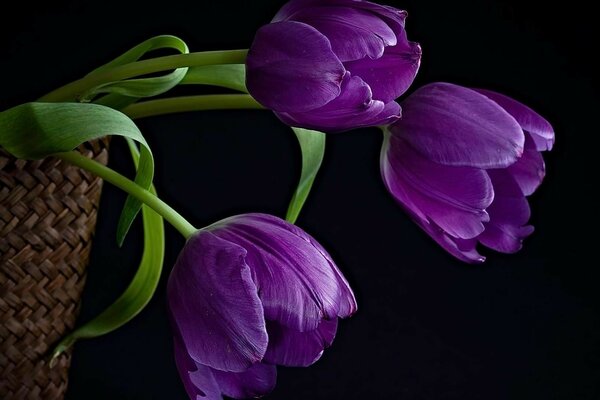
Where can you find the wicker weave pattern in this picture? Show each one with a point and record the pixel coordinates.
(47, 219)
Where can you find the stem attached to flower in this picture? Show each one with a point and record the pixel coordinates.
(191, 103)
(109, 175)
(76, 89)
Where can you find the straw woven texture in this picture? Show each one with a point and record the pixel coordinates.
(47, 219)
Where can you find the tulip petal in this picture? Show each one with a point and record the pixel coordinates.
(257, 381)
(540, 130)
(352, 109)
(529, 170)
(353, 33)
(197, 379)
(509, 214)
(292, 348)
(454, 198)
(463, 249)
(453, 125)
(392, 16)
(298, 285)
(215, 304)
(392, 74)
(291, 68)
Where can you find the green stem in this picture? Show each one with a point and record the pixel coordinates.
(109, 175)
(191, 103)
(76, 89)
-----
Exercise prompt: What is needed is an exact copy of the lines from the one containing "Where can you find the green" through the final line of the data, both included, and nothing more.

Exercise output:
Where can you find the green stem in this picture? Show each one with a point and record the pixel coordinates.
(109, 175)
(191, 103)
(76, 89)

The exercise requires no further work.